### About this task
Each entry in the block below needs to be copied out exactly.
---- Material to process
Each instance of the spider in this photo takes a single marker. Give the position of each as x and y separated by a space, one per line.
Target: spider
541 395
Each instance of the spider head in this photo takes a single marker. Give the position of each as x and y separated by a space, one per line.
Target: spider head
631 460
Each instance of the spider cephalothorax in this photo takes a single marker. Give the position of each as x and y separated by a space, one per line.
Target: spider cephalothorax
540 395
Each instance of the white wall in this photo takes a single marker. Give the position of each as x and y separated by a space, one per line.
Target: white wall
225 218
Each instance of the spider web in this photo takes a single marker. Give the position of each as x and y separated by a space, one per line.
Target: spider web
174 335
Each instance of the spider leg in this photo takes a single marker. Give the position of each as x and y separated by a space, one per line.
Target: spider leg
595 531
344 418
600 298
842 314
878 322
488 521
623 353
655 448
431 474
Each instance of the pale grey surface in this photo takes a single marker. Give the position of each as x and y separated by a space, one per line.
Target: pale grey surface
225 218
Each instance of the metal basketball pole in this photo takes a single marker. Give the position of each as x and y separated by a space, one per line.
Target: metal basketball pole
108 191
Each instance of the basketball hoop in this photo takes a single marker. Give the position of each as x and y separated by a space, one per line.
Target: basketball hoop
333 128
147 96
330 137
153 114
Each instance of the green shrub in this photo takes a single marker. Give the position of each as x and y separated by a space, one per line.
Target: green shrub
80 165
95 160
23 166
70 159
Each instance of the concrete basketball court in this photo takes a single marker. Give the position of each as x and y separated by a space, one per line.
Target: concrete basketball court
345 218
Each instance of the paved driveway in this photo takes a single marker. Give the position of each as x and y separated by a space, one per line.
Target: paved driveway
--------
### Reply
Each instance of the spider in this photo takes a single marker. Give the position of each as x and y separated by a space, one per line.
Target: spider
541 395
Each instance of the spider head in this photo takes a single marker. Give the position of each as x and y separated by a space, one per line.
Target: spider head
631 460
Each instance of the spider cephalothorax in this photo takes a single marker. Give the position of each as x and y separated by a space, one per line.
Target: spider cephalothorax
540 395
Each instance of the white wall in this photo takes a single marker. Give the position of each as x and y separated by a space, one per line.
Target: white wall
225 218
Each instance of the spider web in this photo takes a single marker. Give the position of each as x and y separated by a space, one per line.
Target: spider web
174 335
Each instance of the spider leg in this photo takes a single marker. Give the position of each as x and y separated by a space, one per line.
Target: spider leg
595 531
344 418
600 298
842 314
878 322
488 521
623 353
655 448
431 474
Each instance of the pale grey surface in this photo takes a single marker. Give the position of each as x and y separated by a space, one per line.
Target: pale grey surface
225 218
Each instance of the metal basketball pole in this photo takes a single marker. Give the position of each as x and y separated by a space, one per line.
Target: metal basketball pole
108 191
Each instance of the basketball hoop in this photo takes a single marker. Give the position of each as x and y separated by a space, one per line.
Target: basketball hoop
333 128
147 96
330 137
153 114
Each instance of the green shrub in this photo takes a single marker. Give the position of each as x and y separated by a space, one per line.
Target: green shrub
80 165
95 160
23 166
70 159
Each instance of the concrete basketball court in this photo takes a single marker. Give the position of each as x and y separated by a space, one per line.
Target: concrete basketball court
345 218
Each instance of the paved driveway in this photo takes a single marker. Give the position of each as x and y separated by a space, one per line.
Target: paved driveway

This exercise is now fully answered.